_EXERCISE BRIEF_: Are you able to retype all the records below exactly?

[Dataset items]
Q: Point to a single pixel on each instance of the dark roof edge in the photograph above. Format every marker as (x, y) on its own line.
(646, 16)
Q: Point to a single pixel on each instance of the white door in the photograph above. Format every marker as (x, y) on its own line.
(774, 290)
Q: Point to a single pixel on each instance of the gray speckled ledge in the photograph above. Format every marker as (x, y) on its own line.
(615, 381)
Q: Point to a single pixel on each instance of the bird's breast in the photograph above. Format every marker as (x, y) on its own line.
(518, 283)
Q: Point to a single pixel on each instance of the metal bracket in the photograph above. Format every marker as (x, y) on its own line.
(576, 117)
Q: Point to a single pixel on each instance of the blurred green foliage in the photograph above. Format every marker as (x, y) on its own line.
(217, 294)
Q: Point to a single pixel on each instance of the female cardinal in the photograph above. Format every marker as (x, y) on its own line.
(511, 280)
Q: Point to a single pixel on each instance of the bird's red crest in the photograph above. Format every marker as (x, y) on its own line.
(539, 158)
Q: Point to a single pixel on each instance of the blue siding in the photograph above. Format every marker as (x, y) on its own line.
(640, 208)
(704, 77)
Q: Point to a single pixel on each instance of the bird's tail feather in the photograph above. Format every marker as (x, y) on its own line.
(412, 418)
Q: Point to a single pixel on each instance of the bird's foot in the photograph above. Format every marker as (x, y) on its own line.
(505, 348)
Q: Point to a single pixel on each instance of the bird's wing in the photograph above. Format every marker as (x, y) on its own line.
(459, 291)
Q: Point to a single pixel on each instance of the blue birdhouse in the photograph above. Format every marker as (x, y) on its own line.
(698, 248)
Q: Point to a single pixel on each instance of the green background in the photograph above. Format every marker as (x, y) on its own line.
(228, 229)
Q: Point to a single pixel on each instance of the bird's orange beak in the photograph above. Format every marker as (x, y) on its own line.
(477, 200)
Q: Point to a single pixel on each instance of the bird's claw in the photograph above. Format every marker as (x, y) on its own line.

_ANSWER TO THE PROBLEM_:
Q: Point to a single pixel on each instance of the dark roof edge in the photograph above. Format every marker as (x, y) on its own line.
(646, 16)
Q: Point to a single pixel on each instance of the white door in the photograph above. Format every marker as (x, y) on its own line.
(774, 290)
Q: Point to a single pixel on each instance of the gray speckled ledge in the photograph above. Format every marker as (x, y) on its own line.
(615, 381)
Q: Point to a single pixel on each instance of the bird's breast in the photograph above. Format every marker as (x, y) on its own line.
(518, 283)
Q: Point to a single pixel on each instance of the metal bracket in the photograph above. Format every marker as (x, y) on its own line.
(576, 117)
Q: Point to a single pixel on each instance of the blurred green foliage in the photograph above. Format every marker as (x, y) on its own line.
(217, 294)
Q: Point to a single pixel on each instance of the female cardinal in the photograph above. Format every marker as (x, y) on its own line.
(511, 280)
Q: Point to a single pixel on each instance of the bird's red crest in the photograph above. Format every marker as (x, y) on its own line.
(539, 158)
Q: Point to a single pixel on each instance of the blue siding in the photograph above. Format every marker as (x, y) on its own line.
(640, 208)
(704, 77)
Q: Point to a single pixel on each instance of the bird's tail feather in the photograph above. Format every marker as (x, y) on its own line.
(412, 418)
Q: Point to a single pixel on each instance of the bird's foot in the photograph above. Format every marker as (x, y) on its own line.
(505, 348)
Q: Point to a single pixel on each instance of the bird's wing in the photograph above. Format every marker as (x, y) on its own line.
(459, 291)
Q: Point to a single pixel on each instance of the blue birdhouse in the photograph above. Format every marker as (x, y) on its own line.
(698, 248)
Q: Point to a single pixel on each instance of the green background in the photograph above. Format every marker as (x, y) on its own line.
(228, 229)
Q: Point to a single pixel on each instance of the bird's orange beak in the photograph above. Format every marker as (x, y) on its own line.
(477, 200)
Q: Point to a single pixel on each instance of the bird's claw in the photograph above. Format every marker as (x, y) on its own line.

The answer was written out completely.